ÉNONCÉ: Présentez sous forme de liste le paragraphe du texte sur le xylène qui commence par « Le xylène, ou diméthylbenzène », en gardant ses faits principaux.

TEXTE SÉLECTIONNÉ:
::::

Le xylène, ou diméthylbenzène, est un groupe d'hydrocarbures aromatiques dérivés méthylés du benzène. Il est représenté par trois isomères structuraux : 1,2-diméthylbenzène, 1,3-diméthylbenzène et 1,4-diméthylbenzène (appelés respectivement ortho-diméthylbenzène, méta-diméthylbenzène et para-diméthylbenzène). Le xylène technique est un mélange des trois isomères, de composition voisine de méta- (60 %), ortho- (10-25 %) et para- (10-25 %).
Structure et isomères
Tout comme pour le benzène, la structure du xylène est plane. C'est un composé aromatique, et les électrons formant les liaisons π du cycle sont délocalisés, ce qui entraîne une stabilité importante de la structure.

::::

Éléments d'une source de données:
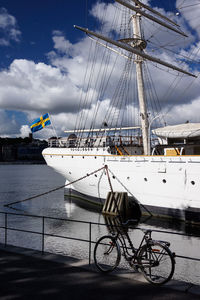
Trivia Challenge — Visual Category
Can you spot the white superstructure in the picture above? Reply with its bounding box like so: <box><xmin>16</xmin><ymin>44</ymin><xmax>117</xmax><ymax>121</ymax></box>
<box><xmin>43</xmin><ymin>0</ymin><xmax>200</xmax><ymax>222</ymax></box>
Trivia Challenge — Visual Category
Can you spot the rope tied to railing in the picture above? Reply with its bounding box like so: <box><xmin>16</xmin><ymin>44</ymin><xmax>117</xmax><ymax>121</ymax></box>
<box><xmin>4</xmin><ymin>166</ymin><xmax>107</xmax><ymax>209</ymax></box>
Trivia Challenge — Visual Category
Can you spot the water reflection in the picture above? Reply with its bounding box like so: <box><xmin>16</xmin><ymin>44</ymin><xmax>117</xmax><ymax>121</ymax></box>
<box><xmin>0</xmin><ymin>165</ymin><xmax>200</xmax><ymax>284</ymax></box>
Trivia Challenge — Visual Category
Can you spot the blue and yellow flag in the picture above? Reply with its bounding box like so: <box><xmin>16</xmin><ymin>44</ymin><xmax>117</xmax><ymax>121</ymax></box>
<box><xmin>30</xmin><ymin>114</ymin><xmax>51</xmax><ymax>132</ymax></box>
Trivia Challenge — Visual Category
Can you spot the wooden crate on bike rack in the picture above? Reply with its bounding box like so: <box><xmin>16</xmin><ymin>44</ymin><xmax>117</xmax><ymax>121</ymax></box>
<box><xmin>102</xmin><ymin>192</ymin><xmax>128</xmax><ymax>216</ymax></box>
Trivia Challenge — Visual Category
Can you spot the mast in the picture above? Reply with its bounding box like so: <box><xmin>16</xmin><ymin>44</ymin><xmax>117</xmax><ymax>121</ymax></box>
<box><xmin>132</xmin><ymin>8</ymin><xmax>150</xmax><ymax>155</ymax></box>
<box><xmin>74</xmin><ymin>0</ymin><xmax>197</xmax><ymax>155</ymax></box>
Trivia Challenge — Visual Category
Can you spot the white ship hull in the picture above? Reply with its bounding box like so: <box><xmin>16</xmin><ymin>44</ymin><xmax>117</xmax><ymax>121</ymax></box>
<box><xmin>43</xmin><ymin>148</ymin><xmax>200</xmax><ymax>222</ymax></box>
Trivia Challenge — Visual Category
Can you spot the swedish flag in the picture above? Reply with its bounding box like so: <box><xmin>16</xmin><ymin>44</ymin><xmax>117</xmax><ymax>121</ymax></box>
<box><xmin>30</xmin><ymin>114</ymin><xmax>51</xmax><ymax>132</ymax></box>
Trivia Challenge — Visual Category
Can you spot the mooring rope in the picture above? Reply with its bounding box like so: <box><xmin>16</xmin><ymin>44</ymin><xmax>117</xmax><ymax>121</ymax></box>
<box><xmin>4</xmin><ymin>166</ymin><xmax>107</xmax><ymax>207</ymax></box>
<box><xmin>4</xmin><ymin>165</ymin><xmax>152</xmax><ymax>216</ymax></box>
<box><xmin>108</xmin><ymin>168</ymin><xmax>152</xmax><ymax>216</ymax></box>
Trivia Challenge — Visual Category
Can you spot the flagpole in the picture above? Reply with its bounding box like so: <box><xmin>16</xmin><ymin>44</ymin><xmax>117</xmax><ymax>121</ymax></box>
<box><xmin>48</xmin><ymin>113</ymin><xmax>58</xmax><ymax>140</ymax></box>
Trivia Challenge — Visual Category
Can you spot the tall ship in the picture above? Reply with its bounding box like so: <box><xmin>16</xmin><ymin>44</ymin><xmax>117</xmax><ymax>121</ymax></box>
<box><xmin>43</xmin><ymin>0</ymin><xmax>200</xmax><ymax>223</ymax></box>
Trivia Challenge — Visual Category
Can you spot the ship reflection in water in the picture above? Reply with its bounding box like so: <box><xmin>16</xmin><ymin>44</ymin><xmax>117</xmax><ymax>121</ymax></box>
<box><xmin>65</xmin><ymin>188</ymin><xmax>200</xmax><ymax>284</ymax></box>
<box><xmin>0</xmin><ymin>165</ymin><xmax>200</xmax><ymax>284</ymax></box>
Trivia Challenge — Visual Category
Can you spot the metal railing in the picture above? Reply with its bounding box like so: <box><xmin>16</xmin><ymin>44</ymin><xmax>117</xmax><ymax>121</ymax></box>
<box><xmin>0</xmin><ymin>212</ymin><xmax>200</xmax><ymax>264</ymax></box>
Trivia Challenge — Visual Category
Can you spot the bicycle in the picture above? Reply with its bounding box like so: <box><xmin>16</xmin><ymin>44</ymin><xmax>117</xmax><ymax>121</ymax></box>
<box><xmin>94</xmin><ymin>220</ymin><xmax>175</xmax><ymax>285</ymax></box>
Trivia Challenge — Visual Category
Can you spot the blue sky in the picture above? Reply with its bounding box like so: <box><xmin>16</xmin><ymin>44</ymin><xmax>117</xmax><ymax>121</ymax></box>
<box><xmin>0</xmin><ymin>0</ymin><xmax>200</xmax><ymax>137</ymax></box>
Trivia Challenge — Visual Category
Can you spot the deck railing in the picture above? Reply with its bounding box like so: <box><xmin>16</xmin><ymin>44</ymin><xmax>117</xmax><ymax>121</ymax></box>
<box><xmin>0</xmin><ymin>212</ymin><xmax>200</xmax><ymax>264</ymax></box>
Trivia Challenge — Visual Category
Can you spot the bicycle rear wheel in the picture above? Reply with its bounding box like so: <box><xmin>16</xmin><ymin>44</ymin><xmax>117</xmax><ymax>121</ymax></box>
<box><xmin>94</xmin><ymin>235</ymin><xmax>121</xmax><ymax>273</ymax></box>
<box><xmin>138</xmin><ymin>242</ymin><xmax>175</xmax><ymax>285</ymax></box>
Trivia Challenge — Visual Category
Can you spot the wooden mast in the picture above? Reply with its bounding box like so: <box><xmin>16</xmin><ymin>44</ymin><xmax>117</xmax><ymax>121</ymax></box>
<box><xmin>74</xmin><ymin>0</ymin><xmax>196</xmax><ymax>155</ymax></box>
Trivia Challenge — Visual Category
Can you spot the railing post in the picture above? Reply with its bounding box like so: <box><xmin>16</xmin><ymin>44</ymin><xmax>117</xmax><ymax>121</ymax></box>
<box><xmin>4</xmin><ymin>213</ymin><xmax>8</xmax><ymax>247</ymax></box>
<box><xmin>42</xmin><ymin>216</ymin><xmax>45</xmax><ymax>254</ymax></box>
<box><xmin>89</xmin><ymin>222</ymin><xmax>92</xmax><ymax>265</ymax></box>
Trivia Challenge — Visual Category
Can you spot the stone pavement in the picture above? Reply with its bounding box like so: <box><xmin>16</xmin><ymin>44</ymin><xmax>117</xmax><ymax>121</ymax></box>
<box><xmin>0</xmin><ymin>246</ymin><xmax>200</xmax><ymax>300</ymax></box>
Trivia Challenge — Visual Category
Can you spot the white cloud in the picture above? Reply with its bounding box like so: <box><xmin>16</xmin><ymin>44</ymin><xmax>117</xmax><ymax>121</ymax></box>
<box><xmin>20</xmin><ymin>125</ymin><xmax>31</xmax><ymax>138</ymax></box>
<box><xmin>0</xmin><ymin>1</ymin><xmax>200</xmax><ymax>137</ymax></box>
<box><xmin>0</xmin><ymin>8</ymin><xmax>21</xmax><ymax>46</ymax></box>
<box><xmin>176</xmin><ymin>0</ymin><xmax>200</xmax><ymax>37</ymax></box>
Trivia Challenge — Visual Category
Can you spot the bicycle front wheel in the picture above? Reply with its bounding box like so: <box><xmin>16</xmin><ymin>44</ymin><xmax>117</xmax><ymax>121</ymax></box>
<box><xmin>138</xmin><ymin>242</ymin><xmax>175</xmax><ymax>285</ymax></box>
<box><xmin>94</xmin><ymin>235</ymin><xmax>121</xmax><ymax>273</ymax></box>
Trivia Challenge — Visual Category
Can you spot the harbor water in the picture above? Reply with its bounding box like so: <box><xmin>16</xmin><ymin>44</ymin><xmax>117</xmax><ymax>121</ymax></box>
<box><xmin>0</xmin><ymin>165</ymin><xmax>200</xmax><ymax>284</ymax></box>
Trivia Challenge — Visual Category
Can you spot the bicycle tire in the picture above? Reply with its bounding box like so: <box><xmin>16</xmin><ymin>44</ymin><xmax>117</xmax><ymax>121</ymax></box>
<box><xmin>94</xmin><ymin>235</ymin><xmax>121</xmax><ymax>273</ymax></box>
<box><xmin>138</xmin><ymin>241</ymin><xmax>175</xmax><ymax>285</ymax></box>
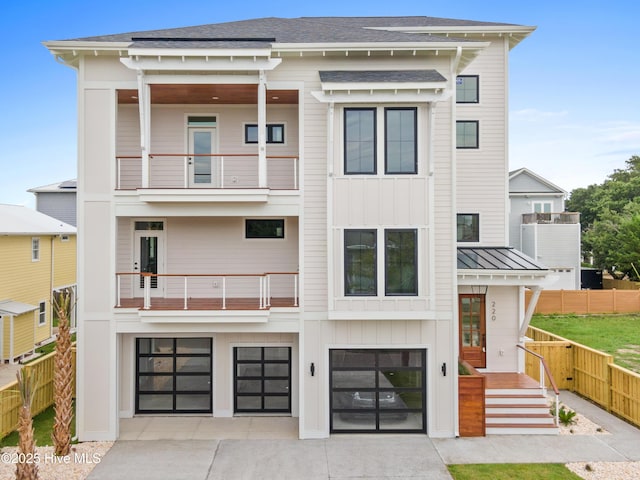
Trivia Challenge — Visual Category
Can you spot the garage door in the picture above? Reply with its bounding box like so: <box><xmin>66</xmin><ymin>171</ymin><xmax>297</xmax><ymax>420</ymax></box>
<box><xmin>329</xmin><ymin>349</ymin><xmax>427</xmax><ymax>433</ymax></box>
<box><xmin>136</xmin><ymin>338</ymin><xmax>212</xmax><ymax>413</ymax></box>
<box><xmin>233</xmin><ymin>347</ymin><xmax>291</xmax><ymax>413</ymax></box>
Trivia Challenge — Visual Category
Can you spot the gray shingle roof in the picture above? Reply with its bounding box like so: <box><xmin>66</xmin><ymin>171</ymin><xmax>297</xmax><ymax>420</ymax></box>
<box><xmin>320</xmin><ymin>70</ymin><xmax>447</xmax><ymax>83</ymax></box>
<box><xmin>62</xmin><ymin>16</ymin><xmax>509</xmax><ymax>48</ymax></box>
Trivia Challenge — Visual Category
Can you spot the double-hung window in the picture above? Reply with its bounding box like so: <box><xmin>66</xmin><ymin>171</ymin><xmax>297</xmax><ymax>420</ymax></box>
<box><xmin>344</xmin><ymin>229</ymin><xmax>418</xmax><ymax>296</ymax></box>
<box><xmin>384</xmin><ymin>108</ymin><xmax>418</xmax><ymax>174</ymax></box>
<box><xmin>344</xmin><ymin>108</ymin><xmax>376</xmax><ymax>175</ymax></box>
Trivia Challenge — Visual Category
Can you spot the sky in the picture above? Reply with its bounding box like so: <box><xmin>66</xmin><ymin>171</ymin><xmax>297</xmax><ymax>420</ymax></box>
<box><xmin>0</xmin><ymin>0</ymin><xmax>640</xmax><ymax>208</ymax></box>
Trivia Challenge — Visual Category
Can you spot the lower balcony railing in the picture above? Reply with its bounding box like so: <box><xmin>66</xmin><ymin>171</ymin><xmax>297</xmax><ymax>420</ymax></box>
<box><xmin>116</xmin><ymin>153</ymin><xmax>298</xmax><ymax>190</ymax></box>
<box><xmin>116</xmin><ymin>272</ymin><xmax>298</xmax><ymax>310</ymax></box>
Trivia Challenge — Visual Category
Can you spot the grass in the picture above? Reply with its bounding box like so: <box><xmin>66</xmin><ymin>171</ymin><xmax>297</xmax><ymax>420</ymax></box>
<box><xmin>0</xmin><ymin>404</ymin><xmax>76</xmax><ymax>447</ymax></box>
<box><xmin>448</xmin><ymin>463</ymin><xmax>580</xmax><ymax>480</ymax></box>
<box><xmin>531</xmin><ymin>315</ymin><xmax>640</xmax><ymax>373</ymax></box>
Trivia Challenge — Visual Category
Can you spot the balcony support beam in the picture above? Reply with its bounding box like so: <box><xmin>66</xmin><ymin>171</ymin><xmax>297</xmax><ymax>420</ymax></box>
<box><xmin>258</xmin><ymin>70</ymin><xmax>267</xmax><ymax>188</ymax></box>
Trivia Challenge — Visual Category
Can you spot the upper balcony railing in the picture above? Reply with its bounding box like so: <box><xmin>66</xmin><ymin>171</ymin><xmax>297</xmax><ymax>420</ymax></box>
<box><xmin>522</xmin><ymin>212</ymin><xmax>580</xmax><ymax>225</ymax></box>
<box><xmin>116</xmin><ymin>272</ymin><xmax>298</xmax><ymax>310</ymax></box>
<box><xmin>116</xmin><ymin>153</ymin><xmax>299</xmax><ymax>190</ymax></box>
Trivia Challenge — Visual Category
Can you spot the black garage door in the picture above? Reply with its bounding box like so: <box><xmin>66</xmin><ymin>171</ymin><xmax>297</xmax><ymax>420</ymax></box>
<box><xmin>329</xmin><ymin>349</ymin><xmax>427</xmax><ymax>433</ymax></box>
<box><xmin>136</xmin><ymin>338</ymin><xmax>212</xmax><ymax>413</ymax></box>
<box><xmin>233</xmin><ymin>347</ymin><xmax>291</xmax><ymax>413</ymax></box>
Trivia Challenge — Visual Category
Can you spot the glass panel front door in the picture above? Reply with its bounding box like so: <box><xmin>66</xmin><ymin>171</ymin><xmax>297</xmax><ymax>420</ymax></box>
<box><xmin>189</xmin><ymin>127</ymin><xmax>219</xmax><ymax>188</ymax></box>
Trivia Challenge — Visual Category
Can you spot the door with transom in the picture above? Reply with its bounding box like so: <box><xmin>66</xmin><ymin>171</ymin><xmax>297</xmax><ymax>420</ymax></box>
<box><xmin>458</xmin><ymin>294</ymin><xmax>487</xmax><ymax>368</ymax></box>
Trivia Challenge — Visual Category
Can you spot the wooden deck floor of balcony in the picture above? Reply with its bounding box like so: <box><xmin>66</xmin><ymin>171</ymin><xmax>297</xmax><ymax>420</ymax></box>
<box><xmin>116</xmin><ymin>297</ymin><xmax>297</xmax><ymax>311</ymax></box>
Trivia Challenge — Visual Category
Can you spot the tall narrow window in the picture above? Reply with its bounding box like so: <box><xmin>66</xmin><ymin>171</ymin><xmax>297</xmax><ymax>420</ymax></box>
<box><xmin>38</xmin><ymin>302</ymin><xmax>47</xmax><ymax>326</ymax></box>
<box><xmin>456</xmin><ymin>120</ymin><xmax>478</xmax><ymax>148</ymax></box>
<box><xmin>31</xmin><ymin>237</ymin><xmax>40</xmax><ymax>262</ymax></box>
<box><xmin>344</xmin><ymin>108</ymin><xmax>376</xmax><ymax>174</ymax></box>
<box><xmin>384</xmin><ymin>230</ymin><xmax>418</xmax><ymax>295</ymax></box>
<box><xmin>456</xmin><ymin>75</ymin><xmax>480</xmax><ymax>103</ymax></box>
<box><xmin>384</xmin><ymin>108</ymin><xmax>418</xmax><ymax>173</ymax></box>
<box><xmin>344</xmin><ymin>230</ymin><xmax>377</xmax><ymax>296</ymax></box>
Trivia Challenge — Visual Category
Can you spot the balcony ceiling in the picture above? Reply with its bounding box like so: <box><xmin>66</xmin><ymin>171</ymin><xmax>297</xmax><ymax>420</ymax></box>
<box><xmin>118</xmin><ymin>84</ymin><xmax>298</xmax><ymax>105</ymax></box>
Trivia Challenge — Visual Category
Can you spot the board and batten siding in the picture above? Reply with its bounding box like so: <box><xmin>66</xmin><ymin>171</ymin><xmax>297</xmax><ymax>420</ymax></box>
<box><xmin>456</xmin><ymin>36</ymin><xmax>508</xmax><ymax>245</ymax></box>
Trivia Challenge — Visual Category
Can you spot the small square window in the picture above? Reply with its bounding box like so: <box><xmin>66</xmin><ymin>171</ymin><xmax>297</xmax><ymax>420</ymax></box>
<box><xmin>457</xmin><ymin>213</ymin><xmax>480</xmax><ymax>242</ymax></box>
<box><xmin>31</xmin><ymin>237</ymin><xmax>40</xmax><ymax>262</ymax></box>
<box><xmin>456</xmin><ymin>75</ymin><xmax>480</xmax><ymax>103</ymax></box>
<box><xmin>456</xmin><ymin>120</ymin><xmax>479</xmax><ymax>148</ymax></box>
<box><xmin>245</xmin><ymin>219</ymin><xmax>284</xmax><ymax>238</ymax></box>
<box><xmin>244</xmin><ymin>123</ymin><xmax>284</xmax><ymax>143</ymax></box>
<box><xmin>38</xmin><ymin>302</ymin><xmax>47</xmax><ymax>326</ymax></box>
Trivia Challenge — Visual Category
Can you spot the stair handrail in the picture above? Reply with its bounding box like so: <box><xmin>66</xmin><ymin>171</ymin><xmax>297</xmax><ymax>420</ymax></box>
<box><xmin>516</xmin><ymin>344</ymin><xmax>560</xmax><ymax>427</ymax></box>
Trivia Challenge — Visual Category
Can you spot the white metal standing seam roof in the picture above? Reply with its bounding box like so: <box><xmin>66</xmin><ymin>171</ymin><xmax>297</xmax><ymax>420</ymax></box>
<box><xmin>0</xmin><ymin>204</ymin><xmax>77</xmax><ymax>235</ymax></box>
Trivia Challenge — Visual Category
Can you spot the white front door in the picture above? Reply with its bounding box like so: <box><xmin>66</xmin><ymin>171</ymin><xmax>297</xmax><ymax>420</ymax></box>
<box><xmin>188</xmin><ymin>127</ymin><xmax>220</xmax><ymax>188</ymax></box>
<box><xmin>133</xmin><ymin>230</ymin><xmax>164</xmax><ymax>297</ymax></box>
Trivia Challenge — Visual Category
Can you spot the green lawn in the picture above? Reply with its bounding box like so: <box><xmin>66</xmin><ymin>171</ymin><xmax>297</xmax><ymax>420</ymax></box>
<box><xmin>448</xmin><ymin>463</ymin><xmax>580</xmax><ymax>480</ymax></box>
<box><xmin>531</xmin><ymin>315</ymin><xmax>640</xmax><ymax>373</ymax></box>
<box><xmin>0</xmin><ymin>405</ymin><xmax>76</xmax><ymax>447</ymax></box>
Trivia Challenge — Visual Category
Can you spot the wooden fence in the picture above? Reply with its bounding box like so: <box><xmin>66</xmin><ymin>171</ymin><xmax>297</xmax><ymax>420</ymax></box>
<box><xmin>526</xmin><ymin>327</ymin><xmax>640</xmax><ymax>426</ymax></box>
<box><xmin>0</xmin><ymin>347</ymin><xmax>76</xmax><ymax>438</ymax></box>
<box><xmin>525</xmin><ymin>290</ymin><xmax>640</xmax><ymax>315</ymax></box>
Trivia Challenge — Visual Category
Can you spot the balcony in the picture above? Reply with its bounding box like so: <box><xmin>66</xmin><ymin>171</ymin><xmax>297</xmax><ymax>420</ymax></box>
<box><xmin>116</xmin><ymin>153</ymin><xmax>299</xmax><ymax>202</ymax></box>
<box><xmin>116</xmin><ymin>272</ymin><xmax>298</xmax><ymax>321</ymax></box>
<box><xmin>522</xmin><ymin>212</ymin><xmax>580</xmax><ymax>225</ymax></box>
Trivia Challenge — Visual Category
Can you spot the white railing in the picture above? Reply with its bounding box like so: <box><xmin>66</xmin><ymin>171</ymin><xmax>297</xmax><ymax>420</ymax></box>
<box><xmin>116</xmin><ymin>272</ymin><xmax>298</xmax><ymax>310</ymax></box>
<box><xmin>516</xmin><ymin>345</ymin><xmax>560</xmax><ymax>427</ymax></box>
<box><xmin>116</xmin><ymin>153</ymin><xmax>299</xmax><ymax>190</ymax></box>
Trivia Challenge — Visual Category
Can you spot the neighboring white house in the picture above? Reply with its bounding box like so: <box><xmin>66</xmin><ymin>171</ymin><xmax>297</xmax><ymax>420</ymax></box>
<box><xmin>29</xmin><ymin>179</ymin><xmax>77</xmax><ymax>227</ymax></box>
<box><xmin>509</xmin><ymin>168</ymin><xmax>582</xmax><ymax>290</ymax></box>
<box><xmin>45</xmin><ymin>17</ymin><xmax>548</xmax><ymax>440</ymax></box>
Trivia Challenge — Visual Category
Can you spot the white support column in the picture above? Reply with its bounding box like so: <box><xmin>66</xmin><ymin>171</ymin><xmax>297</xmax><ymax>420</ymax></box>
<box><xmin>138</xmin><ymin>70</ymin><xmax>151</xmax><ymax>188</ymax></box>
<box><xmin>258</xmin><ymin>70</ymin><xmax>267</xmax><ymax>188</ymax></box>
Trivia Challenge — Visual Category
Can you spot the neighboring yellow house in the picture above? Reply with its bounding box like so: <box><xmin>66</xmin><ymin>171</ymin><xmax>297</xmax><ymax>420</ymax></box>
<box><xmin>0</xmin><ymin>205</ymin><xmax>76</xmax><ymax>363</ymax></box>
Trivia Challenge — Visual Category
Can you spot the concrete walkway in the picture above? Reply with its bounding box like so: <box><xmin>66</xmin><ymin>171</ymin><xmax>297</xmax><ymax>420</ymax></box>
<box><xmin>88</xmin><ymin>392</ymin><xmax>640</xmax><ymax>480</ymax></box>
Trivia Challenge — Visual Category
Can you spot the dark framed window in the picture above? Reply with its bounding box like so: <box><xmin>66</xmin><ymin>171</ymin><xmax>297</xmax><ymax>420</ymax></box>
<box><xmin>456</xmin><ymin>213</ymin><xmax>480</xmax><ymax>242</ymax></box>
<box><xmin>384</xmin><ymin>230</ymin><xmax>418</xmax><ymax>295</ymax></box>
<box><xmin>456</xmin><ymin>75</ymin><xmax>480</xmax><ymax>103</ymax></box>
<box><xmin>384</xmin><ymin>108</ymin><xmax>418</xmax><ymax>173</ymax></box>
<box><xmin>344</xmin><ymin>230</ymin><xmax>378</xmax><ymax>296</ymax></box>
<box><xmin>456</xmin><ymin>120</ymin><xmax>479</xmax><ymax>148</ymax></box>
<box><xmin>244</xmin><ymin>123</ymin><xmax>284</xmax><ymax>143</ymax></box>
<box><xmin>344</xmin><ymin>108</ymin><xmax>376</xmax><ymax>174</ymax></box>
<box><xmin>245</xmin><ymin>218</ymin><xmax>284</xmax><ymax>238</ymax></box>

::::

RÉPONSE CORRECTE:
- Le xylène, ou diméthylbenzène, est un groupe d'hydrocarbures aromatiques, dérivés méthylés du benzène.
- Il compte trois isomères structuraux :
  - 1,2-diméthylbenzène (ortho) ;
  - 1,3-diméthylbenzène (méta) ;
  - 1,4-diméthylbenzène (para).
- Le xylène technique mélange les trois isomères : environ 60 % de méta, 10 à 25 % d'ortho et 10 à 25 % de para.